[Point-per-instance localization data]

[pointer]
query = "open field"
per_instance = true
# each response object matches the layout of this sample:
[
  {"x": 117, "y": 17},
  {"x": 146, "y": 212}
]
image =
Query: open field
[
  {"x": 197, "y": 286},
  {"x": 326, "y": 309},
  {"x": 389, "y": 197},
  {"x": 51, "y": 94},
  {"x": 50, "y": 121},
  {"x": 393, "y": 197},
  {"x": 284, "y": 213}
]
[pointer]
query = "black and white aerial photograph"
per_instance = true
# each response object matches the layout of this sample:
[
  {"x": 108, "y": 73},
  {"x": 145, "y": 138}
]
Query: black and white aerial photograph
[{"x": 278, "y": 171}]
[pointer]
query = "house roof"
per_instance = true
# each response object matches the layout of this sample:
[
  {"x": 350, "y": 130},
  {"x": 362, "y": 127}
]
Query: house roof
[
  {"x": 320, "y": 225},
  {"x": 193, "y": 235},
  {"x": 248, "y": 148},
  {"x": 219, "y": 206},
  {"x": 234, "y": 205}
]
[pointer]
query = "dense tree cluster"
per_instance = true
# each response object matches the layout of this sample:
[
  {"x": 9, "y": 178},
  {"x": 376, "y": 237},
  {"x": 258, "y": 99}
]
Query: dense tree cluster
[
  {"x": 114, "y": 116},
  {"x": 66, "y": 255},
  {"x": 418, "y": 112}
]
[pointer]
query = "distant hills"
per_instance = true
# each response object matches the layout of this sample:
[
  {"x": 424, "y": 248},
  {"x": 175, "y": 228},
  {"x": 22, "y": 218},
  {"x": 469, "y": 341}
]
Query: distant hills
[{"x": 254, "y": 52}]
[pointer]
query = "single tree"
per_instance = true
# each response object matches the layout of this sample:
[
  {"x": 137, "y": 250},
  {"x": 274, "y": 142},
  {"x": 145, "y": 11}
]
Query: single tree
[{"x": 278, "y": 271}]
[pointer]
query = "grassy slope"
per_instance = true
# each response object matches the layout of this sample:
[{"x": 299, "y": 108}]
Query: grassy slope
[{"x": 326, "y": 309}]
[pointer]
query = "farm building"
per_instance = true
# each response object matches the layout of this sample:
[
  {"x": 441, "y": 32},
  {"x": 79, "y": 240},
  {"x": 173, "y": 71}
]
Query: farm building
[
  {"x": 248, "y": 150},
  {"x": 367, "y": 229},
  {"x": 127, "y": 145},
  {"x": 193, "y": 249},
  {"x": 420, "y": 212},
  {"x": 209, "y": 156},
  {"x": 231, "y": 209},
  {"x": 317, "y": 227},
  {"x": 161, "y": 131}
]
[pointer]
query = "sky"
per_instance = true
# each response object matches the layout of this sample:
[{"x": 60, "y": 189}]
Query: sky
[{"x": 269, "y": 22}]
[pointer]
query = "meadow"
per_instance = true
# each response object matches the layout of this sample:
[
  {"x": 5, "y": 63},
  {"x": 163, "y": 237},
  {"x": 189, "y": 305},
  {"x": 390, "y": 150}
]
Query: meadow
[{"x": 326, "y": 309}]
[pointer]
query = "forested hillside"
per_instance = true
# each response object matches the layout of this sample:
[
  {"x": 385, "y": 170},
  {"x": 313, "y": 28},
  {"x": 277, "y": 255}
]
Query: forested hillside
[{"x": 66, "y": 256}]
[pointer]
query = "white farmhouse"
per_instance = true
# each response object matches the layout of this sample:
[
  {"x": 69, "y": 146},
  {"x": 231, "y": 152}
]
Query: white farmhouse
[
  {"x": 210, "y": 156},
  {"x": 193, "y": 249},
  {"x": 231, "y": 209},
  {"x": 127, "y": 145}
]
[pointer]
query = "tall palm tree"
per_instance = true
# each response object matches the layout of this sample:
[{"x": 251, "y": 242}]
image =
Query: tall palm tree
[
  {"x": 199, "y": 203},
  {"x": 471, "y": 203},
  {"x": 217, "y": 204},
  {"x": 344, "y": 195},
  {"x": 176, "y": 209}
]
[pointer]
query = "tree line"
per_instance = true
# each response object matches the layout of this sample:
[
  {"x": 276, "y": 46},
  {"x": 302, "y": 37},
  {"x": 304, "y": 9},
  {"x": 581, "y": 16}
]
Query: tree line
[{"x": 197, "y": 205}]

**Your goal**
The full set of entries, copied exactly, is the expected answer.

**Solution**
[pointer]
query = "open field"
per_instance = true
# each response object matches the layout of this sample:
[
  {"x": 117, "y": 17},
  {"x": 146, "y": 212}
]
image =
Query: open field
[
  {"x": 197, "y": 286},
  {"x": 326, "y": 309},
  {"x": 389, "y": 197},
  {"x": 51, "y": 94},
  {"x": 50, "y": 121},
  {"x": 393, "y": 197},
  {"x": 284, "y": 213}
]
[pointer]
query = "black and white aerial photograph"
per_instance = true
# each response object matches the layout of this sample:
[
  {"x": 108, "y": 73},
  {"x": 145, "y": 138}
]
Query: black and white aerial photograph
[{"x": 278, "y": 171}]
[pointer]
query = "house roof"
per_instance = true
# each response object matches the layout of this sample:
[
  {"x": 350, "y": 130},
  {"x": 362, "y": 127}
]
Query: house roof
[
  {"x": 320, "y": 225},
  {"x": 193, "y": 235},
  {"x": 248, "y": 148},
  {"x": 219, "y": 206},
  {"x": 234, "y": 205}
]
[pointer]
query = "dense tree cluster"
per_instance = true
# each response object matches the layout of this sample:
[
  {"x": 9, "y": 178},
  {"x": 376, "y": 237},
  {"x": 258, "y": 99}
]
Query: dense tree cluster
[
  {"x": 114, "y": 116},
  {"x": 66, "y": 255},
  {"x": 418, "y": 112}
]
[pointer]
query = "distant hills"
per_instance = true
# each response object matches the layout of this sample:
[
  {"x": 424, "y": 248},
  {"x": 175, "y": 228},
  {"x": 22, "y": 218},
  {"x": 469, "y": 341}
]
Query: distant hills
[{"x": 254, "y": 52}]
[pointer]
query = "single tree"
per_instance = true
# each response object matches the layout of this sample:
[
  {"x": 137, "y": 250},
  {"x": 274, "y": 142},
  {"x": 145, "y": 11}
]
Query: single tree
[{"x": 278, "y": 271}]
[pointer]
query = "grassy slope"
per_instance = true
# each response object matches the layout of this sample:
[{"x": 299, "y": 108}]
Query: grassy slope
[{"x": 326, "y": 309}]
[pointer]
query = "farm building"
per_instance = true
# each response object matches the layout of this sample:
[
  {"x": 441, "y": 32},
  {"x": 79, "y": 240},
  {"x": 173, "y": 71}
]
Query: farm building
[
  {"x": 248, "y": 150},
  {"x": 367, "y": 229},
  {"x": 127, "y": 145},
  {"x": 193, "y": 249},
  {"x": 420, "y": 212},
  {"x": 209, "y": 156},
  {"x": 231, "y": 209},
  {"x": 317, "y": 227},
  {"x": 161, "y": 131}
]
[pointer]
query = "sky"
per_instance = true
# each response object matches the layout of this sample:
[{"x": 60, "y": 189}]
Query: sky
[{"x": 269, "y": 22}]
[pointer]
query = "meadow"
per_instance = true
# each response object matches the layout of this sample:
[
  {"x": 5, "y": 63},
  {"x": 163, "y": 237},
  {"x": 189, "y": 305},
  {"x": 390, "y": 150}
]
Query: meadow
[{"x": 326, "y": 309}]
[pointer]
query = "forested hillside"
per_instance = true
# each response object matches the layout of this sample:
[
  {"x": 385, "y": 170},
  {"x": 313, "y": 28},
  {"x": 277, "y": 255}
]
Query: forested hillside
[{"x": 66, "y": 256}]
[pointer]
query = "white farmhouse"
per_instance = true
# each response object matches the layout of this sample:
[
  {"x": 69, "y": 146},
  {"x": 231, "y": 152}
]
Query: white farmhouse
[
  {"x": 210, "y": 156},
  {"x": 193, "y": 249},
  {"x": 231, "y": 209},
  {"x": 127, "y": 145}
]
[pointer]
query = "tall palm tree"
per_instance = true
# each response object matches the layout of this sample:
[{"x": 251, "y": 242}]
image =
Query: tall palm tree
[
  {"x": 199, "y": 203},
  {"x": 471, "y": 203},
  {"x": 217, "y": 204},
  {"x": 344, "y": 195},
  {"x": 176, "y": 209}
]
[pointer]
query = "tree line"
per_instance = true
# each response object matches the layout of this sample:
[
  {"x": 276, "y": 46},
  {"x": 302, "y": 37},
  {"x": 304, "y": 9},
  {"x": 581, "y": 16}
]
Query: tree line
[{"x": 197, "y": 205}]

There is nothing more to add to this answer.